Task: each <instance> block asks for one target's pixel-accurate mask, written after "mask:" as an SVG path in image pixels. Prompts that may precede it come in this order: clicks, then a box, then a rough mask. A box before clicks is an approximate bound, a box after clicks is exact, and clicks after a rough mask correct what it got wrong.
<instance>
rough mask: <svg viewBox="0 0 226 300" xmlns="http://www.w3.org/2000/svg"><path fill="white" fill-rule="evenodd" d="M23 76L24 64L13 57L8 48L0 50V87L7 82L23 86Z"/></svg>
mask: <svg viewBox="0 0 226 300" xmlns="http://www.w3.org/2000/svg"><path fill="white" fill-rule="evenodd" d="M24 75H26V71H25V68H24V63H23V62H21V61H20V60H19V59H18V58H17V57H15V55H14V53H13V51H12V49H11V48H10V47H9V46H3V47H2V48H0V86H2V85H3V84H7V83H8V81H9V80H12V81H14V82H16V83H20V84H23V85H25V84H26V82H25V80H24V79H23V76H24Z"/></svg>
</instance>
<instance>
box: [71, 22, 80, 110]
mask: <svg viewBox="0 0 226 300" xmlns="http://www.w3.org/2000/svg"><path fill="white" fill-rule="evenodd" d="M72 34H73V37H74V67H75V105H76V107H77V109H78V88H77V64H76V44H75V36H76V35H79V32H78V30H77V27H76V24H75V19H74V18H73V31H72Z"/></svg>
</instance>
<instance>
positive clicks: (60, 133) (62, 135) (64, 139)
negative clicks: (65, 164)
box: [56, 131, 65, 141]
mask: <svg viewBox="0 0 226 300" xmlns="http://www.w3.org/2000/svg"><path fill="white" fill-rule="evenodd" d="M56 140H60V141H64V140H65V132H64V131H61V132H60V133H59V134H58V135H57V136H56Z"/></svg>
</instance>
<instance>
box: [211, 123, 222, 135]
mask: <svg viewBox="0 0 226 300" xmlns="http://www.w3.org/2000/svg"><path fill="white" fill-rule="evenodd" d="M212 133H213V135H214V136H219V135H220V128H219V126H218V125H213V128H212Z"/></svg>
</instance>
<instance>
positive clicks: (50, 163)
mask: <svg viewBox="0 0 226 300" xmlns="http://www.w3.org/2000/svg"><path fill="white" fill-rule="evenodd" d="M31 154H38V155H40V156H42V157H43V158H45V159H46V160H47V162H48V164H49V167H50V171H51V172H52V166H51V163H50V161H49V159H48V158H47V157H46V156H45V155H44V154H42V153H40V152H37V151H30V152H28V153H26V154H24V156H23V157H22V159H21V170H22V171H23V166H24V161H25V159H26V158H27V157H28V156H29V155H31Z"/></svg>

□ □ □ □ □

[Activity] Copy every line of the material above that contains the string "positive".

[Answer below]
positive clicks: (60, 133) (62, 135) (64, 139)
positive clicks: (50, 163)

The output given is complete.